(READING TEXT begins)
One of my favourite things about Toronto Symphony concerts is the steady stream of gratitude in the speeches that usually precede performances. While opening night may be weighed down with ritual, the language was sincere, tonight’s season opener at Roy Thomson Hall offering more reasons than usual to give thanks.
Music Director Peter Oundjian spoke of preparing to enter Juilliard to study violin, encounters with the two great violinists –both of whom served as mentors– namely Itzhak Perlman and Pinchas Zukerman on the path that eventually led Oundjian to the podium of the TSO. This put the concert in proper context, as Perlman’s abrupt cancellation due to emergency surgery was followed by the fortunate substitution by Zukerman in the same work, namely Bruch’s 1st violin concerto in G.
I am certainly grateful. I first heard this work performed by Zukerman a very long time ago at Massey Hall, when we were all much younger.
My impression at the time was first and foremost a kind of visceral shock: that I’d never heard a violin sound like that. Tonight I heard something similar from a more mature version of the violinist. I can’t imagine how many times he’s played this concerto, but it flows out of him as naturally as the sweat on his brow or the air out of his nostrils. Zukerman gets sounds from his violin that open up dynamic possibilities both loud and soft, changing everything. I was especially transported by the second movement and its elaborate dialogue between soloist and orchestra, Oundjian leading a particularly urgent & passionate reading. For an encore Zukerman and the orchestra offered a soulful reading of Nigel Hess’s “Ladies in Lavender”.
Between the opening and closing items that were conducted by Oundjian, we heard one led by Resident Conductor Earl Lee. This is that study in mentorship gone wrong, namely Paul Dukas’s tone-poem L’apprenti sorcier. The piece could be understood as a study in gothic horror if it hadn’t been forever re-framed via Fantasia and Disney as something seen merely as the mickey-mousing for a cartoon. But it’s so much more than that. As I sat watching Lee I didn’t envy him, reminded suddenly of the young apprentice in the symphonic poem confronted by huge forces threatening to spiral wildly out of control: not unlike the players in Dukas’ orchestra. As the brave conductor faced an unruly orchestra getting louder and louder, i thought “better him than me”.
(READING TEXT ends)
◆ **TO DO**:
(1) Copy out the part of the concert review between "Music Director Peter" and "concerto in G.", inclusive.
(2) In the concert review, whose cancellation led to Zukerman playing the Bruch concerto, and why was it canceled?
The saved entries aren't needed for anything here.
(SUPPLIED DATA begins)
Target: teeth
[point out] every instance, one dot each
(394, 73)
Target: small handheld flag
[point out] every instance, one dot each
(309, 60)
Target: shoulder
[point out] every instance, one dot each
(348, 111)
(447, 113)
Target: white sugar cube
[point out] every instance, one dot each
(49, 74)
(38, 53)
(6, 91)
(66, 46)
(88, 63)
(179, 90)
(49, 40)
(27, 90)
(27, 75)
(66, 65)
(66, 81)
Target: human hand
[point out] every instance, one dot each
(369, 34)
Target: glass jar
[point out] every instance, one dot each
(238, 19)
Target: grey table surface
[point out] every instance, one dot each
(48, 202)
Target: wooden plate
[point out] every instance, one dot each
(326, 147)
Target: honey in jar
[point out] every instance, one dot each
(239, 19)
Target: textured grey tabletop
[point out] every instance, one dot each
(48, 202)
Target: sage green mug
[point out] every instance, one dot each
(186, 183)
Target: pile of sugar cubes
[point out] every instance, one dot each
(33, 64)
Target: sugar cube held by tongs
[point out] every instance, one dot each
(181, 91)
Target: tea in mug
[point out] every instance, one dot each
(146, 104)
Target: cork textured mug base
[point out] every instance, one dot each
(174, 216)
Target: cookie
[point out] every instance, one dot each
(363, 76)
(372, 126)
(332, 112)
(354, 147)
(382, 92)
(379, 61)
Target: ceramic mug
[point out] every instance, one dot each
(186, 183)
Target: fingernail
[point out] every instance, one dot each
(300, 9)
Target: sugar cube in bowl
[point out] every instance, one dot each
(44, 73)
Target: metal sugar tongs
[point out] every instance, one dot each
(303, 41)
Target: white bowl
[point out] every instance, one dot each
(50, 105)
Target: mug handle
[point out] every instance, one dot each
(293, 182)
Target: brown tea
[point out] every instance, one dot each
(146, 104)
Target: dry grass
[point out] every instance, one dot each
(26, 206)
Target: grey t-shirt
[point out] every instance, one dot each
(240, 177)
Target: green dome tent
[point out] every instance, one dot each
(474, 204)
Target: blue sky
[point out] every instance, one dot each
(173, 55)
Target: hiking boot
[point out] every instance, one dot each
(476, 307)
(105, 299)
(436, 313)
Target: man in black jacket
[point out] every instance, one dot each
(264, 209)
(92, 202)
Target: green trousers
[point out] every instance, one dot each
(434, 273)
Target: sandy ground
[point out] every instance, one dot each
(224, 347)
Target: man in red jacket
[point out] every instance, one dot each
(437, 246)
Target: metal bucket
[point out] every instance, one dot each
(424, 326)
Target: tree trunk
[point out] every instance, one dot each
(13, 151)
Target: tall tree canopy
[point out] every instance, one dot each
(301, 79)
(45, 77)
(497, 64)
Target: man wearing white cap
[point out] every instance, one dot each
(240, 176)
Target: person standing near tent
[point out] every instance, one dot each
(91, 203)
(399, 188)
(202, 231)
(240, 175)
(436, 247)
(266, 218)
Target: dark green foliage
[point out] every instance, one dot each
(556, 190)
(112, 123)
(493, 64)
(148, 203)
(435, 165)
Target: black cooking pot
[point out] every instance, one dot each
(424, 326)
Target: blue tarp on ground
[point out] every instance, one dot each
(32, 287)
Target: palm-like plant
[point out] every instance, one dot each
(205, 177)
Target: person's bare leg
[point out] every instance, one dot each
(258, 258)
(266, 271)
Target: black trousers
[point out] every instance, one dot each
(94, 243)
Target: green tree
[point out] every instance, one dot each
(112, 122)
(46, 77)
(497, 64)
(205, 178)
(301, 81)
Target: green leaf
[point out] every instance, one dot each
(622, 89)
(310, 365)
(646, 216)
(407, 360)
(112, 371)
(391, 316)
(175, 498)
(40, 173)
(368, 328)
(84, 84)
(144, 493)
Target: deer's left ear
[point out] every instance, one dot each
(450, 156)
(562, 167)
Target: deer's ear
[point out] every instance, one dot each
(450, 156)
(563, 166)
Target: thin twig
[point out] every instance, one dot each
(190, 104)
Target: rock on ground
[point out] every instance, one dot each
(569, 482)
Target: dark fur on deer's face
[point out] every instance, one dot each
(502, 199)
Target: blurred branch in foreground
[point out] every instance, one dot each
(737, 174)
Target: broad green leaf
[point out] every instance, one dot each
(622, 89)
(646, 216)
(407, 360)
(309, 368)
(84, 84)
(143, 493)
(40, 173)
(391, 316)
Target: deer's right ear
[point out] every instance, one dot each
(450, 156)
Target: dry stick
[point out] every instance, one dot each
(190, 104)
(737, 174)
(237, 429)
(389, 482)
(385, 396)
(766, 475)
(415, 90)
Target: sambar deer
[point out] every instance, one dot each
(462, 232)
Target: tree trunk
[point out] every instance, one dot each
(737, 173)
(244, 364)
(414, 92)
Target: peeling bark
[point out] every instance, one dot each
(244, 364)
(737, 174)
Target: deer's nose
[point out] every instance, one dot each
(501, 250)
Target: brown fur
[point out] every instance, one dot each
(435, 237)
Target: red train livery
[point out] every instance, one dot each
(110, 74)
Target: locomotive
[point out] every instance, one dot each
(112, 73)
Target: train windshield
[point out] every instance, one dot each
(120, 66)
(SUPPLIED DATA ends)
◆ **ANSWERS IN ORDER**:
(1)
Music Director Peter Oundjian spoke of preparing to enter Juilliard to study violin, encounters with the two great violinists –both of whom served as mentors– namely Itzhak Perlman and Pinchas Zukerman on the path that eventually led Oundjian to the podium of the TSO. This put the concert in proper context, as Perlman’s abrupt cancellation due to emergency surgery was followed by the fortunate substitution by Zukerman in the same work, namely Bruch’s 1st violin concerto in G.

(2) Itzhak Perlman canceled because of emergency surgery.